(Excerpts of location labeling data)
★ ★ ★ ★ ★ ★ ★

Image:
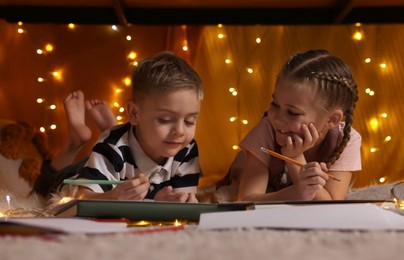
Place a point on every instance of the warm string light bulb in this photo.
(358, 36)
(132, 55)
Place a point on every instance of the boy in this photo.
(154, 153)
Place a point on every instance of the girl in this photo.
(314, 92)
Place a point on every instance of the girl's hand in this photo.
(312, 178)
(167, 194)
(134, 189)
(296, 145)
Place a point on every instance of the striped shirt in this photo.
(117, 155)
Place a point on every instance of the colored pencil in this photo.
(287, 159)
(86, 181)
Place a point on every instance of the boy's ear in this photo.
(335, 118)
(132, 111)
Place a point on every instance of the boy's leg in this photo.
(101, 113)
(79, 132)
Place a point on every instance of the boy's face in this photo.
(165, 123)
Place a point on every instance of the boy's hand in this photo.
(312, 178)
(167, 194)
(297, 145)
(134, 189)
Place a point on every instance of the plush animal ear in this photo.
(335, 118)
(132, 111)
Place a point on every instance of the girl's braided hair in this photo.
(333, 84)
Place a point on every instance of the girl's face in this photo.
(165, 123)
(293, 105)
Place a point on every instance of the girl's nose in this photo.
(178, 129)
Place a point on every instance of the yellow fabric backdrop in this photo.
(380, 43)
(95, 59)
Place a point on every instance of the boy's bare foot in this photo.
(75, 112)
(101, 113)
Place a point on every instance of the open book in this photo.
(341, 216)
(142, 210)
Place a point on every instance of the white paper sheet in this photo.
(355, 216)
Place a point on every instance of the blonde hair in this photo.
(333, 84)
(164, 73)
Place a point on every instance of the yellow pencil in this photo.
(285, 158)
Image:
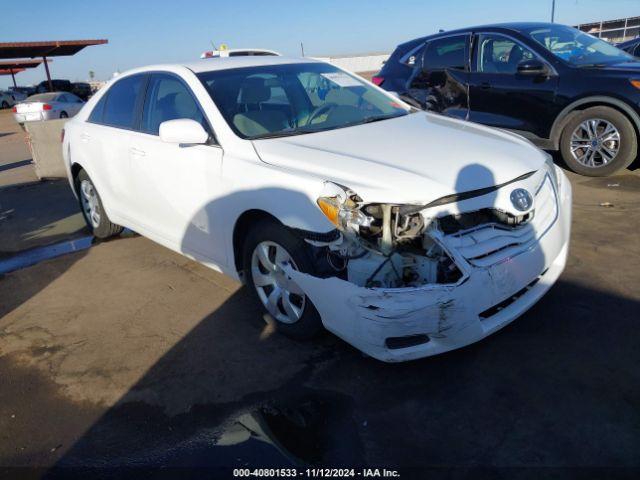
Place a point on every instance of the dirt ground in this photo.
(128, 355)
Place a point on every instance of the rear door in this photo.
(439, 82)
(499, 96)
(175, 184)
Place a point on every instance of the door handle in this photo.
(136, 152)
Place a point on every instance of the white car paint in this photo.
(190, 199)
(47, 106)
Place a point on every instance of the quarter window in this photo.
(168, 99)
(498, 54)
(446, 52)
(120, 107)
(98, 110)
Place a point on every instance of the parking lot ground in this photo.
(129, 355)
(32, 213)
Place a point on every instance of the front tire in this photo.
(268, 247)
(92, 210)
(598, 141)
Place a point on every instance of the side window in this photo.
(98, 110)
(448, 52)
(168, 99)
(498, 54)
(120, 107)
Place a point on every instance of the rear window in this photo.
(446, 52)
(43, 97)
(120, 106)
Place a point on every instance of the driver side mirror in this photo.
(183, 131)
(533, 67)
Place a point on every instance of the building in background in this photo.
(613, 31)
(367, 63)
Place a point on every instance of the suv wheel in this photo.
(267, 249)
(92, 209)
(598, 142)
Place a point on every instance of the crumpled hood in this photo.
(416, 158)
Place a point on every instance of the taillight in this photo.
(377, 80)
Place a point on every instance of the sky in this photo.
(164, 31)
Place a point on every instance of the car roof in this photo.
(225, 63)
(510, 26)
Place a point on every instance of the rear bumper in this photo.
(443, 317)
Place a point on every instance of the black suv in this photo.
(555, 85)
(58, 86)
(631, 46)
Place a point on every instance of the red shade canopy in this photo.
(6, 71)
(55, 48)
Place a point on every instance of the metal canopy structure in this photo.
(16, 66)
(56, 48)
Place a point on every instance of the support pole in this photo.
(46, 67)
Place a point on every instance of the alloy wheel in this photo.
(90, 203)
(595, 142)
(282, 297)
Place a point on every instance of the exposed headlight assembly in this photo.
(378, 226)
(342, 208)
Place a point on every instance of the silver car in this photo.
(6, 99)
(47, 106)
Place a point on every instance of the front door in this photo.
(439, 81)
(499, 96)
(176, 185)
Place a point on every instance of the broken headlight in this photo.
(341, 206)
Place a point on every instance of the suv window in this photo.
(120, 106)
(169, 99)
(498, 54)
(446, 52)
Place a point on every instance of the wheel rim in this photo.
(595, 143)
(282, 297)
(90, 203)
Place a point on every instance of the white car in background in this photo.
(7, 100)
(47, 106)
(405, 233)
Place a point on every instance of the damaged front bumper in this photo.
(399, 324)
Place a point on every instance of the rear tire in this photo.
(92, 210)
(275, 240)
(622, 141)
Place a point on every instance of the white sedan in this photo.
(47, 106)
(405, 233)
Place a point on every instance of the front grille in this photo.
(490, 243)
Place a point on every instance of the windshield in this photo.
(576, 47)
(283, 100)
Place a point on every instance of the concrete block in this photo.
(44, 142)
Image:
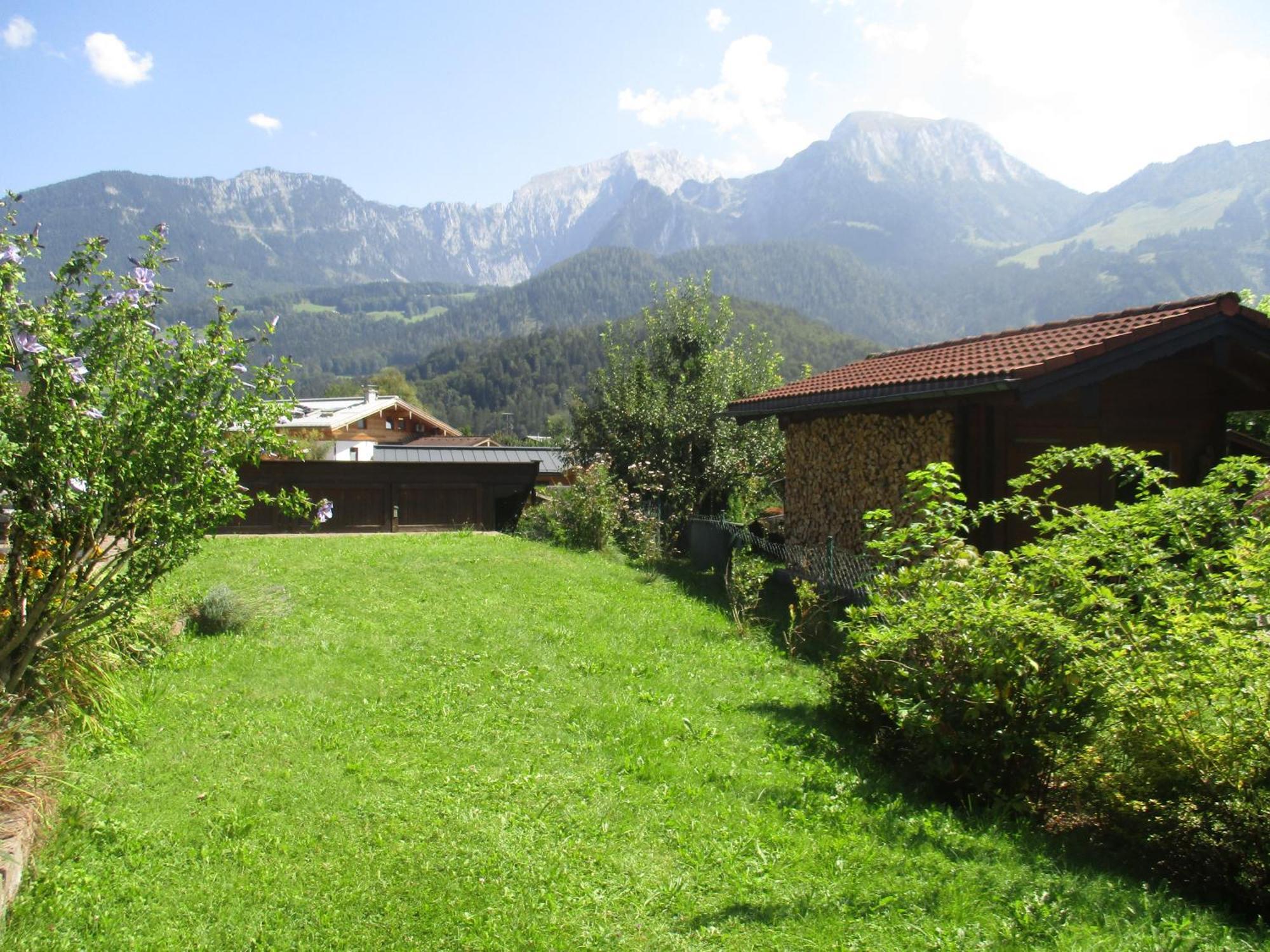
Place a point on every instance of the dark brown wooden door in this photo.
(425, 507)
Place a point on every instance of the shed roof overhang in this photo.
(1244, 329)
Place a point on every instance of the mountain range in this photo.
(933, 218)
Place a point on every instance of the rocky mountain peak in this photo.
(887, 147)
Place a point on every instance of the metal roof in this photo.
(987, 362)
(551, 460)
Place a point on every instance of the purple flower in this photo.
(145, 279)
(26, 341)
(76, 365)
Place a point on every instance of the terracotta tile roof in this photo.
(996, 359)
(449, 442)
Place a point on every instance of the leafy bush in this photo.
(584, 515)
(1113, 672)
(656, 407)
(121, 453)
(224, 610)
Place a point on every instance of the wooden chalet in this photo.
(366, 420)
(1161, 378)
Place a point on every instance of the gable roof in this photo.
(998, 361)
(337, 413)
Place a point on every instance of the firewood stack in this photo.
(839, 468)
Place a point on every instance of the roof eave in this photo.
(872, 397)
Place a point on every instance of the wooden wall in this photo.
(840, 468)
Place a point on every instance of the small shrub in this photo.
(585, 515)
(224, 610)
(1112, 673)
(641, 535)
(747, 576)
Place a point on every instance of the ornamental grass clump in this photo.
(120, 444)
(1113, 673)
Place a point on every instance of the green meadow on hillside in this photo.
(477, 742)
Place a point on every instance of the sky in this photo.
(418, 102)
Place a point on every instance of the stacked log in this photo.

★ ★ ★ ★ ★ ★ ★

Please put every line of the data above into a numbered list, skipping any blank lines. Leave the pictures out of your answer.

▶ FINISHED ANSWER
1. Image:
2. Place a point on every instance of the warm string light bulb in this photo.
3. (358, 36)
4. (132, 55)
5. Place a point on every instance of the boy in this photo.
6. (154, 153)
7. Place a point on every instance of the girl in this photo.
8. (314, 92)
9. Place a point on every instance of the girl's hand in this photo.
10. (312, 178)
11. (167, 194)
12. (134, 189)
13. (296, 145)
14. Place a point on every instance of the striped shirt in this photo.
15. (117, 155)
16. Place a point on every instance of the colored pencil in this photo.
17. (287, 159)
18. (86, 181)
19. Place a point on every instance of the boy's ear in this photo.
20. (335, 118)
21. (132, 111)
22. Place a point on every instance of the boy's leg in this photo.
23. (101, 113)
24. (79, 132)
25. Place a point on every instance of the boy's face in this photo.
26. (165, 123)
27. Place a point on every instance of the boy's hand in this photo.
28. (312, 178)
29. (167, 194)
30. (297, 145)
31. (134, 189)
32. Place a point on every instance of the plush animal ear in this photo.
33. (335, 118)
34. (132, 111)
35. Place a point on every instance of the girl's braided hair in this photo.
36. (333, 84)
37. Place a point on every instance of the girl's face in this photo.
38. (165, 123)
39. (293, 105)
40. Place a point on every instance of the girl's nose in this photo.
41. (178, 129)
42. Place a point on every instance of the yellow fabric backdrop in this photo.
43. (380, 43)
44. (95, 59)
45. Place a point on every instance of the boy's bare foot in this photo.
46. (75, 112)
47. (101, 113)
48. Place a point on every instance of the open book in this photo.
49. (341, 216)
50. (142, 210)
51. Place a point on every instance of the white paper sheet in this photo.
52. (355, 216)
53. Place a point on every instance of the blonde hair in this photo.
54. (333, 84)
55. (164, 73)
56. Place a point on every instance of the yellow pencil in this photo.
57. (285, 158)
58. Image:
59. Place a point on every instance of the dirt ground in this photo.
60. (128, 355)
61. Place a point on every instance of the rear door in this photo.
62. (439, 82)
63. (499, 96)
64. (175, 184)
65. Place a point on every instance of the door handle in this photo.
66. (136, 152)
67. Place a point on every instance of the white car paint in this photo.
68. (190, 199)
69. (47, 106)
70. Place a point on every instance of the quarter window in this photo.
71. (168, 99)
72. (498, 54)
73. (446, 52)
74. (120, 107)
75. (98, 110)
76. Place a point on every instance of the parking lot ground in this photo.
77. (129, 355)
78. (32, 213)
79. Place a point on every instance of the front tire in this photo.
80. (268, 247)
81. (92, 210)
82. (598, 141)
83. Place a point on every instance of the side window in this photo.
84. (98, 110)
85. (448, 52)
86. (168, 99)
87. (498, 54)
88. (120, 107)
89. Place a point on every instance of the rear window in this photo.
90. (446, 52)
91. (43, 97)
92. (120, 106)
93. Place a point on every instance of the driver side mirror in this photo.
94. (183, 131)
95. (533, 67)
96. Place a point on every instance of the building in background in this photo.
97. (613, 31)
98. (367, 63)
99. Place a point on every instance of the suv wheel in this photo.
100. (267, 249)
101. (92, 209)
102. (598, 142)
103. Place a point on every instance of the crumpled hood in this photo.
104. (416, 158)
105. Place a point on every instance of the taillight in this photo.
106. (377, 80)
107. Place a point on every instance of the sky in this photo.
108. (164, 31)
109. Place a point on every instance of the car roof in this photo.
110. (225, 63)
111. (510, 26)
112. Place a point on every instance of the rear bumper in this photo.
113. (443, 317)
114. Place a point on every instance of the black suv in this photo.
115. (555, 85)
116. (58, 86)
117. (631, 46)
118. Place a point on every instance of the red shade canopy in this photo.
119. (6, 71)
120. (55, 48)
121. Place a point on every instance of the metal canopy structure in this photo.
122. (16, 66)
123. (56, 48)
124. Place a point on every instance of the support pole in this photo.
125. (46, 67)
126. Place a point on every instance of the alloy wheel in this photo.
127. (90, 203)
128. (595, 142)
129. (282, 297)
130. Place a point on every instance of the exposed headlight assembly in this photo.
131. (378, 226)
132. (342, 208)
133. Place a point on every instance of the silver car in this photo.
134. (6, 99)
135. (47, 106)
136. Place a point on every instance of the front door in this photo.
137. (439, 81)
138. (499, 96)
139. (176, 185)
140. Place a point on every instance of the broken headlight in this photo.
141. (341, 206)
142. Place a point on every instance of the suv window in this photo.
143. (120, 106)
144. (169, 99)
145. (498, 54)
146. (446, 52)
147. Place a point on every instance of the wheel rim in this photo.
148. (595, 143)
149. (282, 297)
150. (90, 203)
151. Place a point on every instance of the white car in background in this photo.
152. (7, 100)
153. (47, 106)
154. (405, 233)
155. Place a point on every instance of the damaged front bumper in this photo.
156. (399, 324)
157. Place a point on every instance of the rear tire in this photo.
158. (92, 210)
159. (275, 240)
160. (622, 141)
161. Place a point on every instance of the white sedan in this photo.
162. (47, 106)
163. (405, 233)
164. Place a point on every instance of the front grille in this photo.
165. (490, 243)
166. Place a point on every instance of the windshield in this photo.
167. (576, 47)
168. (283, 100)
169. Place a point on every instance of the concrete block in this photo.
170. (44, 142)
171. Image:
172. Place a point on every instance of the dark brown wooden door in this photo.
173. (425, 507)
174. Place a point on every instance of the shed roof overhang in this photo.
175. (1244, 329)
176. Place a point on every instance of the mountain range in this photo.
177. (933, 218)
178. Place a point on every instance of the rocky mountain peak in this photo.
179. (887, 147)
180. Place a point on every instance of the metal roof in this photo.
181. (987, 362)
182. (551, 460)
183. Place a point on every instance of the purple flower in this photo.
184. (145, 279)
185. (26, 341)
186. (76, 365)
187. Place a point on every instance of the terracotta tile roof in this photo.
188. (996, 359)
189. (449, 442)
190. Place a point on every instance of the leafy bush in this photo.
191. (584, 515)
192. (1113, 672)
193. (656, 407)
194. (121, 453)
195. (224, 610)
196. Place a point on every instance of the wooden chalet in this photo.
197. (366, 420)
198. (1161, 378)
199. Place a point on every instance of the gable roof in this photo.
200. (998, 361)
201. (337, 413)
202. Place a point on every instance of the firewood stack in this photo.
203. (839, 468)
204. Place a point on every instance of the roof eave in this photo.
205. (872, 397)
206. Place a point on every instance of the wooden wall in this photo.
207. (840, 468)
208. Place a point on every instance of the small shrub in this photo.
209. (585, 515)
210. (224, 610)
211. (1112, 673)
212. (641, 535)
213. (747, 576)
214. Place a point on every instance of the ornamental grass clump in this photo.
215. (120, 444)
216. (1113, 673)
217. Place a point on every instance of the green meadow on hillside in this photo.
218. (477, 742)
219. Place a point on every instance of the sky in this photo.
220. (418, 102)
221. Place a point on every instance of the stacked log in this photo.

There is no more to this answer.